The task ::
The line containing "For the benchmark, mark each instance of the bison shoulder" marks the start; return it and every line after it in the listing below, exactly, through the last.

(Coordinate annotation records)
Start

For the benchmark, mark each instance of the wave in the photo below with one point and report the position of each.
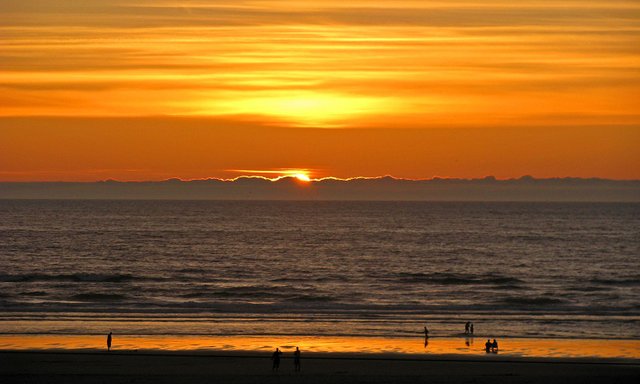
(531, 301)
(458, 279)
(630, 282)
(98, 297)
(71, 277)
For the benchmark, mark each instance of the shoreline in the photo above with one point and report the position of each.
(419, 348)
(79, 367)
(490, 359)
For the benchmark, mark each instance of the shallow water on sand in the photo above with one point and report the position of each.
(319, 268)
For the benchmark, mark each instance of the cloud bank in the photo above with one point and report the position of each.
(379, 189)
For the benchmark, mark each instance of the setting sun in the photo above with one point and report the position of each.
(302, 177)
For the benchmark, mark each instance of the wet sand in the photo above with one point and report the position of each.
(208, 367)
(436, 346)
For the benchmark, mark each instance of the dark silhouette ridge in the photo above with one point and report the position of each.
(383, 189)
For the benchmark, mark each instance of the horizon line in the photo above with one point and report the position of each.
(303, 178)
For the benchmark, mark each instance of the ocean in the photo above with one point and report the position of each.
(365, 269)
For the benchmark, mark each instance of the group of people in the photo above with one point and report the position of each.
(490, 346)
(276, 359)
(468, 328)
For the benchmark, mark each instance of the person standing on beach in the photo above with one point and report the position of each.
(109, 338)
(276, 360)
(296, 359)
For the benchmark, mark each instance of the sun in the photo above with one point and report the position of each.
(302, 177)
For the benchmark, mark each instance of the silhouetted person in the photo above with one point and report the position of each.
(109, 338)
(276, 359)
(296, 359)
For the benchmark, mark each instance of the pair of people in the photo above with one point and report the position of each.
(468, 328)
(276, 359)
(491, 346)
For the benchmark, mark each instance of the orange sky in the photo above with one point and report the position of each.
(145, 90)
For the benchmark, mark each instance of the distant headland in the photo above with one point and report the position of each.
(384, 188)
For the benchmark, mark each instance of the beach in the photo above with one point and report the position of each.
(175, 367)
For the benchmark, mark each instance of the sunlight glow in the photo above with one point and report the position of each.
(302, 177)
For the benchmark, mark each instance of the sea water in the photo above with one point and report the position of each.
(362, 269)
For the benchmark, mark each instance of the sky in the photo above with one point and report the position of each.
(156, 89)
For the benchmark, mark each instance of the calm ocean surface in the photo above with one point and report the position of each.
(320, 268)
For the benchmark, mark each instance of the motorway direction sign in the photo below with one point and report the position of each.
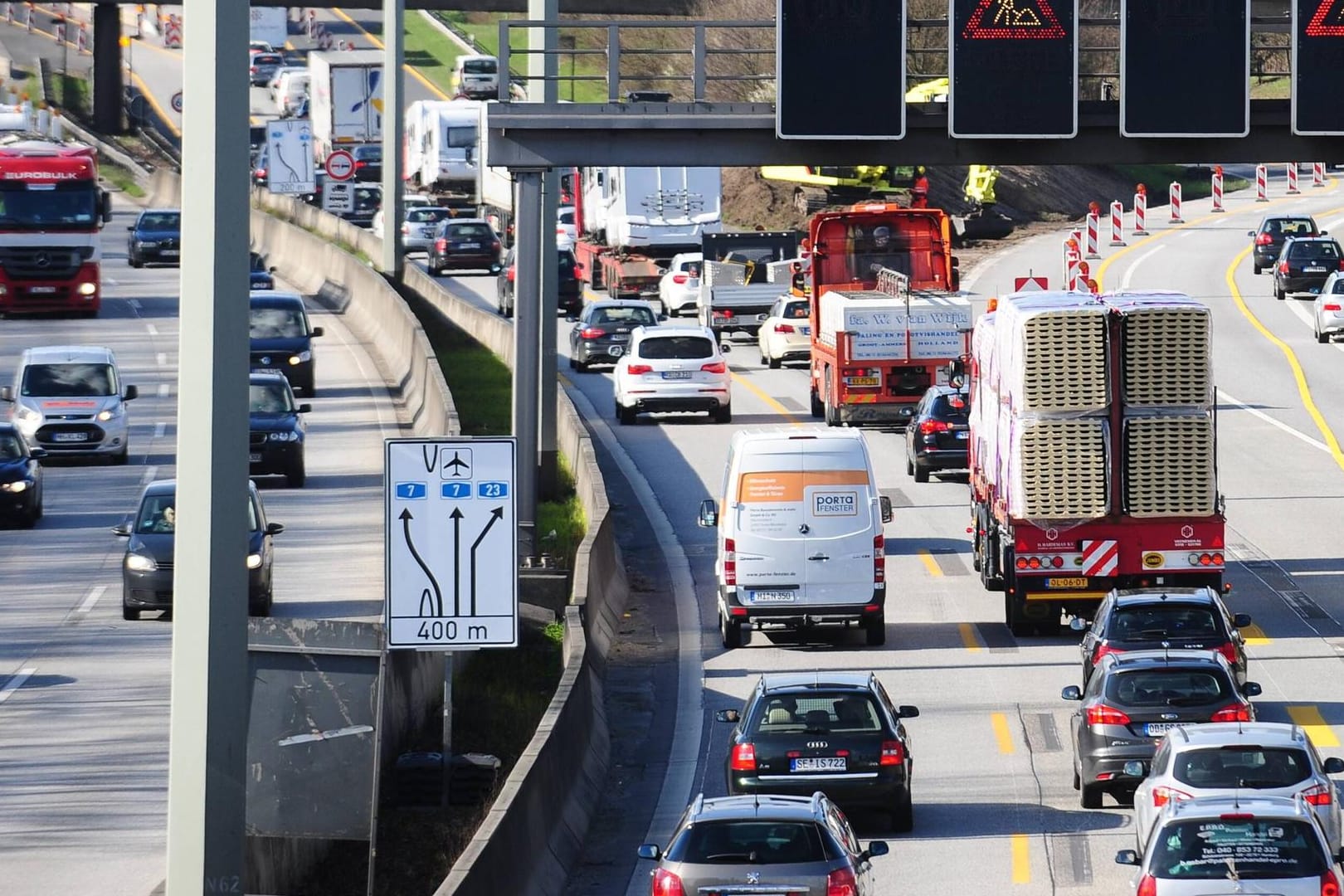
(1012, 69)
(452, 546)
(1317, 49)
(1166, 89)
(290, 149)
(840, 71)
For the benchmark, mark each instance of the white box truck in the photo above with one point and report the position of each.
(346, 91)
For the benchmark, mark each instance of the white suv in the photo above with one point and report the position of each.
(672, 368)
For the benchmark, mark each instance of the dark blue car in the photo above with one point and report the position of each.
(283, 338)
(155, 236)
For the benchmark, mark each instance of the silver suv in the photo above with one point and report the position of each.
(763, 844)
(69, 399)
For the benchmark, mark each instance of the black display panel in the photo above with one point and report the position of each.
(1014, 69)
(1185, 67)
(840, 69)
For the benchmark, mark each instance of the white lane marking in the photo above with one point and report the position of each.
(95, 592)
(15, 683)
(1281, 425)
(1129, 275)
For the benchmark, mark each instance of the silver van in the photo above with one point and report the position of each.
(69, 399)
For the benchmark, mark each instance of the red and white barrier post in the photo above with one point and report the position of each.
(1174, 201)
(1118, 223)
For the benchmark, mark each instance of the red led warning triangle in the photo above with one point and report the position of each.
(1018, 21)
(1319, 27)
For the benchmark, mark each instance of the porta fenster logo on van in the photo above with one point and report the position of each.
(835, 504)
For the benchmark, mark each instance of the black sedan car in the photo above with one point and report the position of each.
(275, 429)
(937, 433)
(570, 289)
(839, 733)
(283, 338)
(465, 243)
(149, 564)
(1133, 699)
(21, 479)
(602, 332)
(1273, 231)
(155, 236)
(1305, 264)
(1148, 618)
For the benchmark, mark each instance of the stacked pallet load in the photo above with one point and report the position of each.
(1168, 442)
(1043, 362)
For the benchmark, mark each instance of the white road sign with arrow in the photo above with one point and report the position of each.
(452, 544)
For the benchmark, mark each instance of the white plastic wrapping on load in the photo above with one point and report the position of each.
(1166, 355)
(1051, 353)
(1170, 466)
(884, 328)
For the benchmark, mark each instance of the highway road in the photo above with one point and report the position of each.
(84, 694)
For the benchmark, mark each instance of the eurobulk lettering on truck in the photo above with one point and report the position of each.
(51, 210)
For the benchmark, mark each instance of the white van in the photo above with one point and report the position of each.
(800, 533)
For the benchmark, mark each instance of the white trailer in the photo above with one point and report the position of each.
(346, 91)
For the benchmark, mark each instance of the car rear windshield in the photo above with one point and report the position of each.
(67, 381)
(1159, 621)
(749, 843)
(817, 713)
(1254, 767)
(676, 347)
(1246, 850)
(1166, 687)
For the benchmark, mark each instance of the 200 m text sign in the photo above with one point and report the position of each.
(452, 543)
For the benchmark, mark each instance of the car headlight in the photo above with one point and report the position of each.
(141, 563)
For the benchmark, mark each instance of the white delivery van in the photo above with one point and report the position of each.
(800, 533)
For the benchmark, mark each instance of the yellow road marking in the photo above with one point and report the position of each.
(968, 637)
(1020, 859)
(414, 73)
(1253, 635)
(1303, 388)
(1311, 720)
(1001, 733)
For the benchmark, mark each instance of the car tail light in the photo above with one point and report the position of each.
(1235, 712)
(667, 884)
(743, 757)
(1319, 796)
(1163, 796)
(1103, 715)
(841, 883)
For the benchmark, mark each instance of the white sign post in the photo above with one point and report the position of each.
(452, 543)
(290, 156)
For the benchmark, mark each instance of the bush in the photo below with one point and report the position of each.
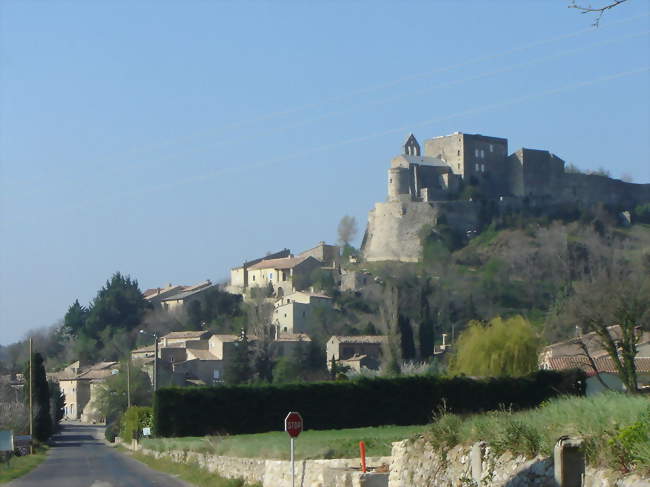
(348, 404)
(134, 419)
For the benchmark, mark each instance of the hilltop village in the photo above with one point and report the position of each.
(299, 305)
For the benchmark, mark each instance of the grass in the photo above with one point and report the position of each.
(601, 420)
(19, 466)
(189, 472)
(310, 444)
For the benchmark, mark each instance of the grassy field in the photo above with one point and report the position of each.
(310, 444)
(19, 466)
(616, 429)
(189, 472)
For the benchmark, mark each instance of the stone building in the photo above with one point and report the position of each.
(356, 351)
(438, 187)
(293, 312)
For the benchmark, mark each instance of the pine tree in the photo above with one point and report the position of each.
(40, 399)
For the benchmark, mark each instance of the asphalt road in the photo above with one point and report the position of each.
(80, 458)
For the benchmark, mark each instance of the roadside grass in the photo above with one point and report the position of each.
(190, 472)
(604, 421)
(19, 466)
(311, 444)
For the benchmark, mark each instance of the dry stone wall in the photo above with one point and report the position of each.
(415, 463)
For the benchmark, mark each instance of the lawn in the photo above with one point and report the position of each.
(19, 466)
(310, 444)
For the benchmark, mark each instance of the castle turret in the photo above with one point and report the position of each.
(398, 184)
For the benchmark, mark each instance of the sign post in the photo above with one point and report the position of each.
(293, 426)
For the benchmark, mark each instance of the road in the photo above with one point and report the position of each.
(80, 458)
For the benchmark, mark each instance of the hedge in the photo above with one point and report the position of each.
(348, 404)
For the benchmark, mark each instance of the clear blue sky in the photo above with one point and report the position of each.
(172, 140)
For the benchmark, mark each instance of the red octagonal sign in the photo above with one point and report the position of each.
(293, 424)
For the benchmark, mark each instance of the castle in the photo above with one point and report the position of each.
(459, 173)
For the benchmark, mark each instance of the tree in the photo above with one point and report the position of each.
(57, 404)
(40, 398)
(599, 11)
(498, 348)
(347, 230)
(75, 319)
(112, 395)
(613, 303)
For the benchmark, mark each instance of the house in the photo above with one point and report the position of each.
(356, 349)
(80, 390)
(328, 255)
(605, 368)
(285, 275)
(292, 313)
(572, 347)
(239, 275)
(183, 299)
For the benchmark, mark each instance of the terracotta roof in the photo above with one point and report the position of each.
(201, 354)
(360, 339)
(591, 340)
(285, 263)
(603, 364)
(186, 334)
(293, 337)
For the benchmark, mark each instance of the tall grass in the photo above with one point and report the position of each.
(600, 420)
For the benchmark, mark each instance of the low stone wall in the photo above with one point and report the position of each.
(277, 473)
(416, 464)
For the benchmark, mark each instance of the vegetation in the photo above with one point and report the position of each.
(497, 348)
(19, 466)
(190, 472)
(43, 426)
(373, 402)
(311, 444)
(615, 428)
(134, 420)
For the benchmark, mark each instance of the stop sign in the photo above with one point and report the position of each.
(293, 424)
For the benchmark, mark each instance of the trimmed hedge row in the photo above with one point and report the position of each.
(348, 404)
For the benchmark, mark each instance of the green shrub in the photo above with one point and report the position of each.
(347, 404)
(134, 419)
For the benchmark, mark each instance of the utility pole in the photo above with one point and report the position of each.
(128, 382)
(31, 415)
(155, 365)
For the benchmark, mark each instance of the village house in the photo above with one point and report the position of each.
(355, 351)
(292, 313)
(570, 354)
(80, 389)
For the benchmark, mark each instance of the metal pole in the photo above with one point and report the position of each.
(128, 381)
(155, 365)
(293, 470)
(31, 415)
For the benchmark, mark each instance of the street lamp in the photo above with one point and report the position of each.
(155, 358)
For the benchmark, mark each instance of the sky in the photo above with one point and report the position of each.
(172, 140)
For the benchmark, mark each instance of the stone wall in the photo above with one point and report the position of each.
(277, 473)
(415, 463)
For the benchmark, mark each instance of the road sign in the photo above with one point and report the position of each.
(293, 424)
(6, 440)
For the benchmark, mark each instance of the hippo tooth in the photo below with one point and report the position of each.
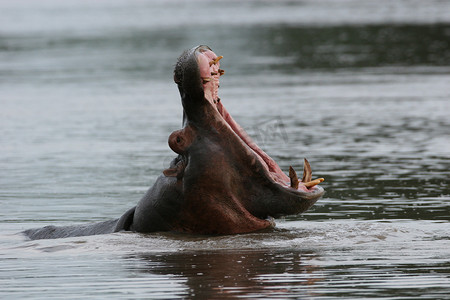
(314, 182)
(307, 173)
(214, 61)
(206, 79)
(294, 178)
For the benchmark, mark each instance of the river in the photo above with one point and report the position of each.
(360, 88)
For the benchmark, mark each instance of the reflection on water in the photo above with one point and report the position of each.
(238, 273)
(360, 88)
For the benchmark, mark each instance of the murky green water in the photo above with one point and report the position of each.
(360, 88)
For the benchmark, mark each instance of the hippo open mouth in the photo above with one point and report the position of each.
(239, 173)
(221, 182)
(210, 72)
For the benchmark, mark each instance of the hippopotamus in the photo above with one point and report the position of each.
(220, 182)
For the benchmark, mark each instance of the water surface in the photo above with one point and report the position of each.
(359, 88)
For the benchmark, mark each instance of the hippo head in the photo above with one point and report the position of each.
(229, 184)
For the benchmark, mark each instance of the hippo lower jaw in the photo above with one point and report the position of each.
(229, 184)
(210, 73)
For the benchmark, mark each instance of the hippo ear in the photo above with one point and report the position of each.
(125, 221)
(172, 172)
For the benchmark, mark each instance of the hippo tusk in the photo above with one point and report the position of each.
(307, 173)
(314, 182)
(294, 178)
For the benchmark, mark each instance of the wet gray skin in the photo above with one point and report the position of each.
(216, 185)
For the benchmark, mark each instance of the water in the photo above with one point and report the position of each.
(360, 88)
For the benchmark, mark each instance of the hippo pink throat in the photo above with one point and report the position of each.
(210, 72)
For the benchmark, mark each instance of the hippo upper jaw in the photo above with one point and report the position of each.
(259, 185)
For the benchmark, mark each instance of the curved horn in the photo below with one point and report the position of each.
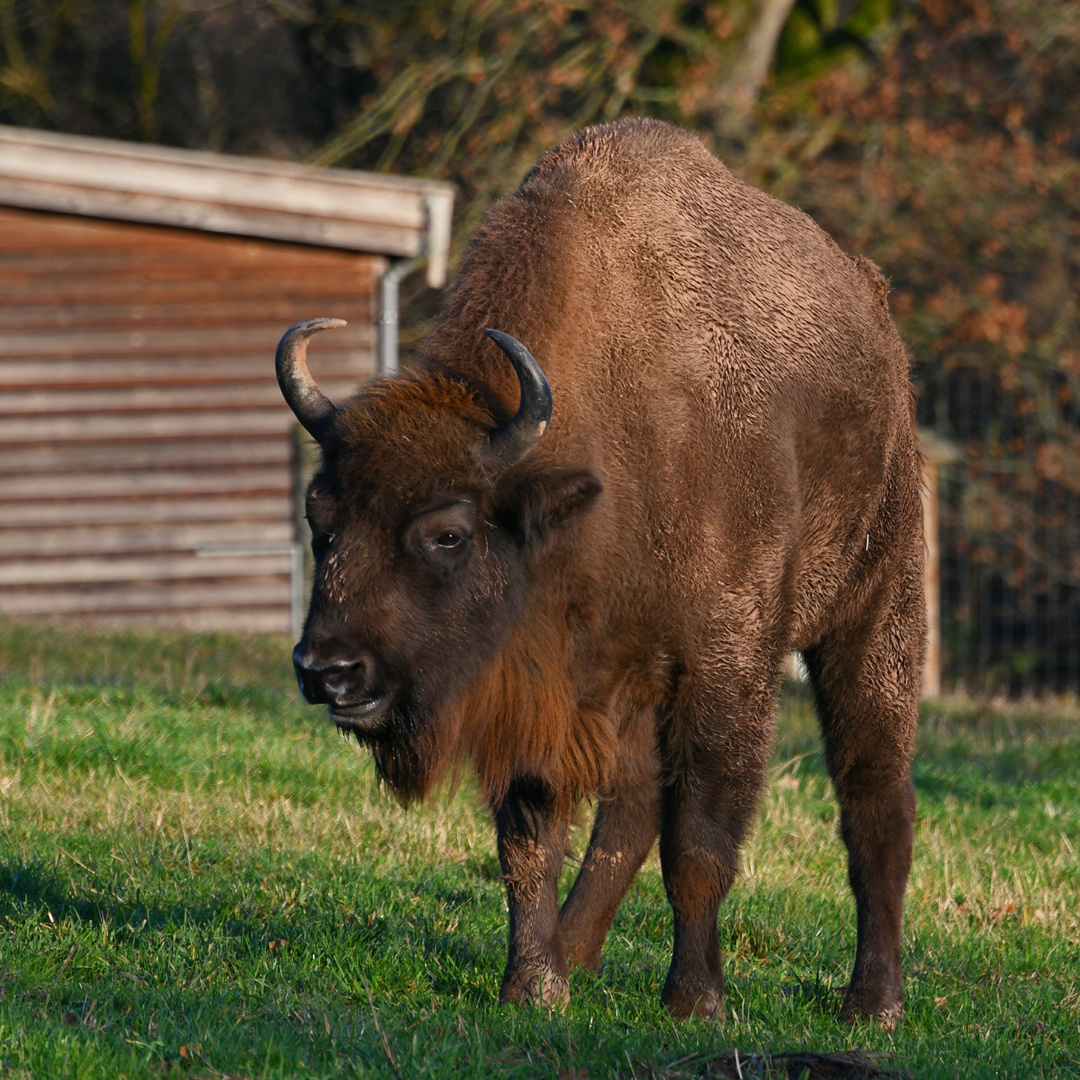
(518, 435)
(311, 406)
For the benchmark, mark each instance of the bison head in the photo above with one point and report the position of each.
(424, 514)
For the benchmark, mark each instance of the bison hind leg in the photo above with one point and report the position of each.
(866, 688)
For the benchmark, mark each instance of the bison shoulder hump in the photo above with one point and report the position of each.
(874, 278)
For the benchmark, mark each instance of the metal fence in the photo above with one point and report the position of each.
(1009, 508)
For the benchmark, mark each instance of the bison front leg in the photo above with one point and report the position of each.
(531, 850)
(706, 813)
(626, 823)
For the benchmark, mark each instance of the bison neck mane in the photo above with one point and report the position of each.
(521, 718)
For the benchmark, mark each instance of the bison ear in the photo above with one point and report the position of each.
(531, 507)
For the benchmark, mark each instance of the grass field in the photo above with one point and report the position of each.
(200, 877)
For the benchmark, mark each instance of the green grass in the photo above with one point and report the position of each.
(200, 878)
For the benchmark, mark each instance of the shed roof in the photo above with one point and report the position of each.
(331, 207)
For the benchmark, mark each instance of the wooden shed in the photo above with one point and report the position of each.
(148, 464)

End

Correct response ::
For the benchmark, mark each instance of the bison shoulder hump in the photo above with one point and report the position of each.
(874, 278)
For the benchmark, mark each instance of the metal fence in the photo above with one point and report the position of each.
(1009, 508)
For the benchmark, mark each instance of the bison front leg in the photo above with one point and report the position of each.
(531, 850)
(706, 813)
(626, 823)
For the benchmark, mark each instance of the bison neck mane in the photo above with one point and report the position of each.
(521, 718)
For the benchmark, mark each instance of the bison ear in the photo above with one point and report the position of each.
(531, 507)
For the benchmark, mark each instance of the grass field in the photo above with one point and report the position of each.
(200, 877)
For the benchmark, mark each instance of the green grass in the photo above with one point and report the position of each.
(200, 878)
For the benchmark, mark each instance of the shed roof in the photo above with one point and report the position of each.
(331, 207)
For the benchmark, mark each instance of the wooden shed in the photo above with one point and report the position of each.
(148, 464)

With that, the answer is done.